▶ **Stored data entries**
"""

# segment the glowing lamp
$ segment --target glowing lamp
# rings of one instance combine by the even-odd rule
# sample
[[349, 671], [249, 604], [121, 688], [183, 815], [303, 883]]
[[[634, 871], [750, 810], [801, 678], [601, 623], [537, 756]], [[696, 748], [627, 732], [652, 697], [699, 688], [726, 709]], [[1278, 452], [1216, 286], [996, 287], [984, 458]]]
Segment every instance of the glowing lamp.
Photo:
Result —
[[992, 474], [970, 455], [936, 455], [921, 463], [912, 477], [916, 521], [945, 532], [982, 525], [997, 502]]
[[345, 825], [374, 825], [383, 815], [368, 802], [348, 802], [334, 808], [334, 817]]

"""

▶ **INSTRUCTIONS TO FOLLOW**
All the records above must be transcribed without a single change to any word.

▶ **WRITTEN ANSWER**
# segment the glowing lamp
$ segment --target glowing lamp
# rings of one instance combine by the even-odd rule
# sample
[[349, 671], [249, 604], [121, 688], [183, 815], [303, 883]]
[[[634, 871], [750, 810], [801, 678], [601, 623], [537, 756]], [[696, 748], [627, 732], [652, 697], [699, 688], [726, 709]], [[1278, 452], [1216, 286], [996, 287], [984, 458]]]
Segment every instance of the glowing lamp.
Photo:
Result —
[[992, 474], [970, 455], [936, 455], [921, 463], [912, 477], [916, 521], [945, 532], [982, 525], [997, 502]]
[[345, 825], [374, 825], [383, 815], [368, 802], [348, 802], [334, 808], [334, 817]]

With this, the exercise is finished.